> Исследуемый текст
╭──

1. После того, как 3-жды на месте кисты случались воспаления, я попросил лечащего врача направить меня к хирургу для удаления кисты и предупреждения дальнейших осложнений, и получил отказ. Если бы киста была вовремя удалена, никакой эпопеи с фурункулом и абсцессом бы не случилось. Такой же отказ я получил и от других врачей (дерматолога, и т.д.). Отказано было и в УЗИ.

2. В Скорой Помощи, обращаясь по поводу необычной бородавки на пальце и по поводу красного пятна на руке, по виду похожего на саркому Капоши, я одновременно показывал врачу Анне Црерар (или Крерар) воспаление на спине, в районе спины, и просил а) взять образец инфильтрата; б) направить с этим к хирургу или кожному врачу; в) направить на УЗИ; г) выписать антибиотический крем. На все мои просьбы Анна Крерар ответила отказом, да ещё и злобно набросилась на меня: почему я прихожу в Скорую Помощь «по таким пустякам».

╰──

[Сохранённые строки данных]
╭──

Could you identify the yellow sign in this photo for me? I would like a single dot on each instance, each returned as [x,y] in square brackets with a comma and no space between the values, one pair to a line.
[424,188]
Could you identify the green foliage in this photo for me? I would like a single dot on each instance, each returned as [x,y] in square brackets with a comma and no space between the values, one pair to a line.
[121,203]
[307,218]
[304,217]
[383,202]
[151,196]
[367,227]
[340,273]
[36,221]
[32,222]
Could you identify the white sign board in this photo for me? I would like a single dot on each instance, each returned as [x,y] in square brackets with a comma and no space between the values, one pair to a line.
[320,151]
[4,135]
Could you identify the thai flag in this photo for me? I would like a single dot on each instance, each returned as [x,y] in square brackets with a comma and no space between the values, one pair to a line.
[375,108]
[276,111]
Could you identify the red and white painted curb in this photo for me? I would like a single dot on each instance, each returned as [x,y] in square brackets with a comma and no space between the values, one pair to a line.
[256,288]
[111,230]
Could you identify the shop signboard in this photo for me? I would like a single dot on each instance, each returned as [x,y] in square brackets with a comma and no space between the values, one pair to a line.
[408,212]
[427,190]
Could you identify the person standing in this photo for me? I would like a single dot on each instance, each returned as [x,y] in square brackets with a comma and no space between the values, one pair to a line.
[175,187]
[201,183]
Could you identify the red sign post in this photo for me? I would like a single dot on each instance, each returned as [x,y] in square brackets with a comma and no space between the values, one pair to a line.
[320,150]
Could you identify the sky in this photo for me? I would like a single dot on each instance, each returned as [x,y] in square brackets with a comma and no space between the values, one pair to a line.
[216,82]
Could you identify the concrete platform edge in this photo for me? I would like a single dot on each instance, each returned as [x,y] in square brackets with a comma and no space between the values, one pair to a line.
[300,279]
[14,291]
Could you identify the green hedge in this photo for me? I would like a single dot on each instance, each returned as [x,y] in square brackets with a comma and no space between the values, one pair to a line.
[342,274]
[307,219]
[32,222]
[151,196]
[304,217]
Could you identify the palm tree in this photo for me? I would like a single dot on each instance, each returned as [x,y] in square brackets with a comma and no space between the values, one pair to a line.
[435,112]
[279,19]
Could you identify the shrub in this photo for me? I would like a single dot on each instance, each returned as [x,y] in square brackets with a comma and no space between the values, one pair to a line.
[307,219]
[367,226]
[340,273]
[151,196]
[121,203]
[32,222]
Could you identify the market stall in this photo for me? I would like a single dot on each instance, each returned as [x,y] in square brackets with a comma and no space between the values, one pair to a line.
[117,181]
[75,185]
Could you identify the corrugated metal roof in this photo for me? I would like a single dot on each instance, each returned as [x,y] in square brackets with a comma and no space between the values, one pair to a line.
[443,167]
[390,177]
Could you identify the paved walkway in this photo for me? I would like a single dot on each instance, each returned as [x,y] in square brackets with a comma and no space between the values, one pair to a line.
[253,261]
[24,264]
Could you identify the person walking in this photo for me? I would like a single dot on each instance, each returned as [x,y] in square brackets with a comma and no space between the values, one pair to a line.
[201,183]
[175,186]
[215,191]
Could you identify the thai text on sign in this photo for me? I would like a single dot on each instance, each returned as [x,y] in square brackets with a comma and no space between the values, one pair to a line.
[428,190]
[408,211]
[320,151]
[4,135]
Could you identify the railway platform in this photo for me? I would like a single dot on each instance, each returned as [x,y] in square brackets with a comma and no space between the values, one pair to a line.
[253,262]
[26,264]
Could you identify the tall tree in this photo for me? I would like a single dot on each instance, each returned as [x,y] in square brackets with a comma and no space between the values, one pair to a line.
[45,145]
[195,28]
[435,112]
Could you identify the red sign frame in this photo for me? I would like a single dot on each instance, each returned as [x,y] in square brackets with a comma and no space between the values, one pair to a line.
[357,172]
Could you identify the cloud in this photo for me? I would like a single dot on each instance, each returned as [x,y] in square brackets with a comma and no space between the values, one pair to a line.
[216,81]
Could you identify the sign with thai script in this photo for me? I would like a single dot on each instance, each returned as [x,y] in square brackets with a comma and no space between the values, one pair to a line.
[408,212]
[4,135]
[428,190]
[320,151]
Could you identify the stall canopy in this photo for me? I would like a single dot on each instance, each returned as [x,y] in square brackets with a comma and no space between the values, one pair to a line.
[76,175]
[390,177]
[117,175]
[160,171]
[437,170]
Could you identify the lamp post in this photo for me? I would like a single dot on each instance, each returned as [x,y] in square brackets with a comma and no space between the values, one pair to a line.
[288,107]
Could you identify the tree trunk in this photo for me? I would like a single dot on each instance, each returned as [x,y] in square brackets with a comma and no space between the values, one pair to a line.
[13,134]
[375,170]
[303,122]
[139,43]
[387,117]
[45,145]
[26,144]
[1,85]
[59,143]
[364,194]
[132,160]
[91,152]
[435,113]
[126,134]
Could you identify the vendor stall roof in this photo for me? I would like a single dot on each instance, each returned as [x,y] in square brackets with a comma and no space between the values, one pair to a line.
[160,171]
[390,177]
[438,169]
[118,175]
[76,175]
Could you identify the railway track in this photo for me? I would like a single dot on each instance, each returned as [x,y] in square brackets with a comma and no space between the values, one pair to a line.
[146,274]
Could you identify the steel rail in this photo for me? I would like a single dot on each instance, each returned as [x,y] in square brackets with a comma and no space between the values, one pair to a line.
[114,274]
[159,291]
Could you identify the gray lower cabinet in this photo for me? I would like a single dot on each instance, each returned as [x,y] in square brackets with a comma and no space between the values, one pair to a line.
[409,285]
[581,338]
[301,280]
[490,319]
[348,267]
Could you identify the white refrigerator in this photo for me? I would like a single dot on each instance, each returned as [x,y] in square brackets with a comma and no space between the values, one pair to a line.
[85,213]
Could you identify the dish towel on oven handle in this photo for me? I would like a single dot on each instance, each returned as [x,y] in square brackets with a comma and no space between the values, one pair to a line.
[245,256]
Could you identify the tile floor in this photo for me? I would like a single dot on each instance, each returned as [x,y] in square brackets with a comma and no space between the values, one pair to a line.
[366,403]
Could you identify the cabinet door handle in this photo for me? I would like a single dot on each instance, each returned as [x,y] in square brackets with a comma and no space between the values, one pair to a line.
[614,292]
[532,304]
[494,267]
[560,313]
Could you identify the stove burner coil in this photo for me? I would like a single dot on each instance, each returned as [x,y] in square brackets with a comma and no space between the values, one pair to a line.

╰──

> Задания
**A.** Сколько раз, согласно тексту о кисте и отказах врачей, на месте кисты случались воспаления?
**B.** Продолжите текст о кисте и отказах врачей, начав сразу после его последнего предложения.

> Ответы
**A.** Трижды.

**B.**
3. 4 июня 2014 года я просил лечащего врача выписать мне по поводу абсцесса антибиотическую мазь и направить к хирургу. Скорей всего, с помощью антибиотической мази удалось бы вылечить абсцесс, но, даже если бы пришлось вскрывать, травма была бы в несколько раз меньшей. Мне снова было отказано в просьбе направить меня на УЗИ. Вторично лечащий врач отказался выписать мне антибиотическую мазь 11 июня 2014 года. Кроме него, тот же отказ я получил от а) 2-х других врачей; б) врачей в Скорой Помощи (которые уверяли, что мазь мне будет выписана, но мазь так и не была выписана); в) врача «1-й» «поликлиники без рандеву». Всего получается, что 9 врачей либо отказали мне в антибиотической мази, либо обещали выписать её, но не выписали. Не слишком ли много получается? И как это объяснить, если не вмешательством спецслужб?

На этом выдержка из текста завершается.